**Task statement:**
Reproduce the data below word for word, line by line in the same order, from start to finish.

**Input data:**
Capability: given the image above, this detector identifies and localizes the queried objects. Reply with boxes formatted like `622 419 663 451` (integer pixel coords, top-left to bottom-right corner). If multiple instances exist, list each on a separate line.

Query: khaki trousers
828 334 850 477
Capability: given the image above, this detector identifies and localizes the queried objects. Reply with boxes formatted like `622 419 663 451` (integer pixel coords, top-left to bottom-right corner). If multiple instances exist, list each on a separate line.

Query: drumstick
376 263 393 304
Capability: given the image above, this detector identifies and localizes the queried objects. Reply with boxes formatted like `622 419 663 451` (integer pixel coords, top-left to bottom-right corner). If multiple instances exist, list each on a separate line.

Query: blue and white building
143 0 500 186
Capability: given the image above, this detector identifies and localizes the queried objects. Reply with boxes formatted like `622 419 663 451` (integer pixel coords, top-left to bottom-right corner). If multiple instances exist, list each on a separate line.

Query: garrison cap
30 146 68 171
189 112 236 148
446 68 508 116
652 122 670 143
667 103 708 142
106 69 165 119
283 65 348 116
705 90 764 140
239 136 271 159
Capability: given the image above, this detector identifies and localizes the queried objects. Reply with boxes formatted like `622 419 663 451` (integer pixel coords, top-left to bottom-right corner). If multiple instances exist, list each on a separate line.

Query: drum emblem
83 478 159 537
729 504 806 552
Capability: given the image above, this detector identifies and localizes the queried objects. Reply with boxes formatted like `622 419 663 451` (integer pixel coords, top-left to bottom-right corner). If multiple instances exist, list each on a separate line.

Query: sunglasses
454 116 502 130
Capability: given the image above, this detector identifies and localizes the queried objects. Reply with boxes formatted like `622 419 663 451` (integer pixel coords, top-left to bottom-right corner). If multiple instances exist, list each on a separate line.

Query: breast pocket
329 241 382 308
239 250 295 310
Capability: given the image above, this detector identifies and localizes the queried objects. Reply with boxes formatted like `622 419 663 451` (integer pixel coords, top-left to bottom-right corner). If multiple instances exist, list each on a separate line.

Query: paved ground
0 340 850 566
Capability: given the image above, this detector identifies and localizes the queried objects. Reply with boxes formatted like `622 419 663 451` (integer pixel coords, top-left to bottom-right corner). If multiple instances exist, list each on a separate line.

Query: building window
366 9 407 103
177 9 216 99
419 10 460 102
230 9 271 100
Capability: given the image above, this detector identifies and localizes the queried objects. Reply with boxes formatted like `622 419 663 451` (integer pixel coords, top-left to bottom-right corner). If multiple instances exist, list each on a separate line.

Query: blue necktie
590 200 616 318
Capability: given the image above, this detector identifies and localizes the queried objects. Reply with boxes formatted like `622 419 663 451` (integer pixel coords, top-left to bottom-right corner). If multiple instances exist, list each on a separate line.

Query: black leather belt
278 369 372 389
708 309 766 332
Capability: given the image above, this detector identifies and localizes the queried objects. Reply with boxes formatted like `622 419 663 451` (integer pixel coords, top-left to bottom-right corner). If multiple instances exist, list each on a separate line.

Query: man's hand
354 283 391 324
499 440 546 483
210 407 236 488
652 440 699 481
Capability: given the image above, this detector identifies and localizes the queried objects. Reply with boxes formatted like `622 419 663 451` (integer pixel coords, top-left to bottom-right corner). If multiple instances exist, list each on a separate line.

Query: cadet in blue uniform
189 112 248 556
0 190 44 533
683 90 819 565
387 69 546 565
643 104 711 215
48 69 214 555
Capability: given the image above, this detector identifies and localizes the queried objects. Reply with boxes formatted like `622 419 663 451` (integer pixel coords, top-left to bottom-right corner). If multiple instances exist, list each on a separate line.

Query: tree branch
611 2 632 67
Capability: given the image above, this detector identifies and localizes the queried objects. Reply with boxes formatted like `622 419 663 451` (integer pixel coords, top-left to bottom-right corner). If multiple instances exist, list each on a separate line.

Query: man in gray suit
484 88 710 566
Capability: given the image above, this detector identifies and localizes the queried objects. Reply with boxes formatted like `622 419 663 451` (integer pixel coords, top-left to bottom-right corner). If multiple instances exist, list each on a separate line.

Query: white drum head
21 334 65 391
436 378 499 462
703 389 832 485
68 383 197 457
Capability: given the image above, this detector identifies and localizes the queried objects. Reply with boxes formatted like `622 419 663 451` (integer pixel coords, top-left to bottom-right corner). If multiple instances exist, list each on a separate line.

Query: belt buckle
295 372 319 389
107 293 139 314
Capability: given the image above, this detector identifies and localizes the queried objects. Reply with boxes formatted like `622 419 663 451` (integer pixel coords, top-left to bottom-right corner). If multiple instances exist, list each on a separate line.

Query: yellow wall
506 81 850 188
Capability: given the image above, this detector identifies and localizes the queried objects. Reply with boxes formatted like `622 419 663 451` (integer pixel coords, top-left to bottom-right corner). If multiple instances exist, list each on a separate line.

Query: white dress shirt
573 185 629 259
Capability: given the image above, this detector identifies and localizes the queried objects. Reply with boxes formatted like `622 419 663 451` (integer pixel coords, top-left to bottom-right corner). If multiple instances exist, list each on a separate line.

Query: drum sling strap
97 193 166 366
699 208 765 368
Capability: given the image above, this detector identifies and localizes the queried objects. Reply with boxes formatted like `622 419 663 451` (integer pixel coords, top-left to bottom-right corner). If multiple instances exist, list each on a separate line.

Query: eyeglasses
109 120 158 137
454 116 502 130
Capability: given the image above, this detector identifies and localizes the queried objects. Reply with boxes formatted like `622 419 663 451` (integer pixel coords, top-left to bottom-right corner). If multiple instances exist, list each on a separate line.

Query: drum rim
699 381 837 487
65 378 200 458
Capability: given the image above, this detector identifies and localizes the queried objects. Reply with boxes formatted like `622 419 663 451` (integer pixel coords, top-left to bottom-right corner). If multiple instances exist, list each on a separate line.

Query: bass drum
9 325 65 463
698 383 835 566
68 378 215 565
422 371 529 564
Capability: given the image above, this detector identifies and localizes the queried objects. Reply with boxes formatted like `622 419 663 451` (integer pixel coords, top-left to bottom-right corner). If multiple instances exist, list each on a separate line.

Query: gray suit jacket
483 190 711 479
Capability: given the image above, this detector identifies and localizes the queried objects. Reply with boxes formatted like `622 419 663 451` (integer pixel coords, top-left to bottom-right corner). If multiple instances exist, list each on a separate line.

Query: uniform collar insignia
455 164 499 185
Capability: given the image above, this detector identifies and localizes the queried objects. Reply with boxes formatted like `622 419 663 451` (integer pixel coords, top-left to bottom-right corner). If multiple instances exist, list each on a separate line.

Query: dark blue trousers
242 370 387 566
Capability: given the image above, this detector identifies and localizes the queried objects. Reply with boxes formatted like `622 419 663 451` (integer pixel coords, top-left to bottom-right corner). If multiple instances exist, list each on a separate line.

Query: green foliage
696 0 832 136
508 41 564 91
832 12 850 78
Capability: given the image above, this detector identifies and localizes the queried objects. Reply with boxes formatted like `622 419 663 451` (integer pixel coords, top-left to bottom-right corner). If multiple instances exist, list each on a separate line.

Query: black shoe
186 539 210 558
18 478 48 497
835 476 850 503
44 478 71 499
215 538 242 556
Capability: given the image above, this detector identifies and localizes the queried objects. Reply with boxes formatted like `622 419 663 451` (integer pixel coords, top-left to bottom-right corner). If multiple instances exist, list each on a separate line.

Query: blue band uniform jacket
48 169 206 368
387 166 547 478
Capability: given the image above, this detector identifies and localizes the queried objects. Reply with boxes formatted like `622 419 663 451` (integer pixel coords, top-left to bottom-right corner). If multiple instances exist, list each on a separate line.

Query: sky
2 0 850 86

**Task response:**
Capability: given the image above, this detector identifies and localizes the queried objects. Reply with boxes formatted like `622 419 663 451` (integer pixel coords, top-left to bottom-right corner). If multiple instances exist, list each on a separate line.

Query: khaki trousers
828 334 850 477
Capability: given the image above, this detector identifies and localizes the queried objects. Reply with boxes formatted like `622 419 663 451` (integer pixel coords, top-left to bottom-right corner). If multiple instances exist, list each on a separate line.

Query: drumstick
376 263 393 304
Capability: given the image above, this detector identifies and localizes the queried objects. Reply with boxes formatted like `622 419 663 451` (integer pixel coords, top-left to bottom-right corner). If multiple instances exist, list each on a separate line.

Query: blue and white building
143 0 500 186
Capability: given the image above, this detector identifies and localizes the queried objects. Reply with boxes formatted like `622 419 663 451` (integer pixel coords, top-left to bottom-right corner). If multiple instances exist, list each on a separate line.

Query: garrison cap
30 146 68 171
189 112 236 148
446 68 508 116
652 122 670 143
667 103 708 142
106 69 165 119
283 65 348 116
705 90 764 140
239 136 271 159
Capability: given the image above, this detector identifies and localizes the queried objects. Reply with boxes formatted like `622 419 663 451` (integer pixel coords, top-left to bottom-right corner). If multiple instances exist, list each on a separate line.

Query: drum emblem
83 478 159 537
729 504 806 552
Capability: given the image above, this detector identifies and localizes the queried objects. Reply with boxes formatted like `622 419 663 451` (integer pixel coords, top-left to bottom-right corner). If multiple instances exist, list each on a separate line.

Query: sunglasses
454 116 502 130
Capability: given the image above, this detector identifies and localizes the queried objects. Reply with boxes formatted like `622 419 663 451` (integer pixel coords, top-left to bottom-right corner). If multiple instances exist, list each on a separate line.

Query: breast pocket
329 241 382 308
239 250 295 310
Capability: given the image above, this detector identifies and localizes the queried objects. Reply with boxes formatted like `622 419 663 451` (integer pixel coords, top-left to bottom-right corner). If multiple instances exist, list each on a separate line.

Query: paved ground
0 340 850 566
Capability: given the image above, this detector identifies and localizes the queried objects. Reply with boxes formatted like `622 419 663 451` (integer pixel coords, top-left to bottom-right corner). If multiple instances exist, list each on a separate line.

Query: building window
366 9 407 103
177 9 216 99
419 10 460 102
230 9 271 100
Capability: given the image above, this detector identifies and localizes the queried objects. Reply with boxes formatted like `622 419 663 451` (integer pixel coords, top-left to bottom-right corner). If multiple instances exist, list each on a separate line.

Query: blue necktie
590 200 616 318
Capability: given the image above, this detector identifies and localizes the queried objects. Reply with boxes formatted like `622 419 663 451` (integer pixel coords, top-left to bottom-right corner). If multiple instances exist, list each on a separate line.

Query: black leather belt
278 369 372 389
708 309 766 332
Capability: given the image above, this detector identifies and localizes the queried objects. Reply with boxes formatted like `622 419 663 451` (integer pixel coords, top-left to bottom-right corner). If multiple instances exist, list each on a separate line.

Query: man's hand
354 283 391 324
499 440 546 483
210 407 236 488
652 440 699 481
Capability: given the image above, this detector identifies and localizes the queried objects. Reply with boxes formatted like `622 419 663 451` (integer pixel coords, top-left to bottom-right corner). If multiple instances exist, list each on a separate line.

Query: cadet in blue uniform
189 112 248 556
0 190 44 533
683 90 819 565
387 69 546 565
643 104 711 215
48 69 214 555
Capability: given the image above, this detector identifies and localizes the queried objects. Reply with boxes formatted like `622 419 663 451` (integer pixel coords, top-left to bottom-right corner). If multiple instances exist, list each on a separate line.

Query: tree branch
611 2 632 67
Capability: given the image above, this detector identifies and localizes the queried objects. Reply with boxes formatted like `622 419 663 451` (integer pixel coords, top-left to bottom-right corner). If multiple instances exist, list each on a separate line.

Query: man in gray suit
484 88 710 566
Capability: given the image above, this detector identifies and localizes the queried objects. Reply with boxes formatted like `622 419 663 451` (integer pixel coords, top-left to bottom-right corner). If multiple instances exist, list each on a separate line.

Query: white drum head
21 334 65 391
436 378 499 462
703 389 832 485
68 383 197 457
Capability: given the image above, this detector identifies and localizes the queried objects. Reply with boxes formatted like `622 419 663 451` (integer pixel coords, top-left to bottom-right corner). If multiple instances exist, list each on a separate line.

Query: belt buckle
295 372 319 389
107 293 139 314
Capability: given the image above, this detector identifies and localizes the queried objects. Reply with boxes formatted like `622 419 663 451` (integer pixel coords, top-left to bottom-right corner). If multiple instances exist, list each on a separate line.

Query: yellow wall
506 81 850 188
Capability: given the image above, this detector identifies and localizes the queried objects. Reply with boxes formatted like `622 419 663 451` (integer pixel coords, top-left to bottom-right corner). If multiple instances exist, list each on a separate line.

Query: white dress shirt
573 185 629 259
Capability: given the image above, this detector identifies and localizes the queried objects. Reply with boxes formatted like `622 419 663 451` (integer pixel coords, top-left to bottom-right corner). If multiple instances exist, list each on a separate line.

Query: drum sling strap
97 193 166 366
699 208 765 368
Capability: given the image above, this detector identifies and localizes the queried objects. Reply with boxes formatted like `622 419 663 451` (integer pixel coords, top-left to bottom-right corner). If multiple instances exist, list each on a separate line.

Query: eyeglasses
109 120 158 137
454 116 502 130
Capability: given the image above, this detector identifies and localizes the queried objects. Reply with boxes formatted like `622 419 663 451` (integer pixel coords, top-left to bottom-right corner). If multiple instances exist, list each on a separate line.

Query: drum rim
699 381 837 487
65 378 200 458
Capability: given the image above, this detector identifies and localizes the queried objects. Reply with boxes formatted like `622 419 663 451` (integer pixel coords, top-left to bottom-right corner). If multiple instances exist, list each on a separate line.

Query: bass drum
9 325 65 463
698 383 835 566
68 378 215 565
422 371 529 564
Capability: given the image above, this detector identifies and localizes the queried objects. Reply with boxes formatted like `622 419 663 451` (integer pixel coords, top-left to bottom-right corner). If multiple instances exist, list each on a separate line.

Query: gray suit jacket
483 190 711 479
Capability: given the image above, this detector identifies and localizes the queried objects. Reply with boxes formatted like `622 419 663 451` (integer pixel coords, top-left to bottom-right corner). If multiple instances exist, list each on a separate line.

Query: uniform collar insignia
455 164 499 185
Capability: given the image above, this detector identifies and localizes the queried objects. Reply with boxes formatted like `622 419 663 451` (integer pixel coords, top-left to bottom-right corner). If multiple instances exist, list each on a separate line.

Query: dark blue trousers
242 370 387 566
Capability: given the image above, this detector identifies and localizes the queried objects. Reply with boxes formatted like `622 419 663 451` (integer pixel coords, top-left to bottom-right corner). If multiple instances exist, list each on a separate line.

Query: green foliage
696 0 832 136
508 41 564 91
832 12 850 78
Capability: given the image above, this detector identifies and localizes the queried objects. Reply with boxes formatted like `622 419 663 451` (integer pixel coords, top-left to bottom-right corner). If multiple instances exist, list each on a separate line.

Query: black shoe
186 539 210 558
18 478 48 497
835 476 850 503
44 478 71 499
215 538 242 556
Capability: given the image above, this detector identifies and localizes the queried objects. Reply with boxes formatted like `622 419 663 451` (integer pixel coords, top-left to bottom-right corner). If multiple instances exist, list each on a separate line.

Query: blue band uniform jacket
48 169 206 368
387 166 547 478
Capability: given the image above, this detector identifies and localizes the queried objects. Reply with boxes formatted like `622 419 663 451` (integer pixel coords, top-left to bottom-right corner). If multiple instances exist, list each on a separate line.

Query: sky
2 0 850 86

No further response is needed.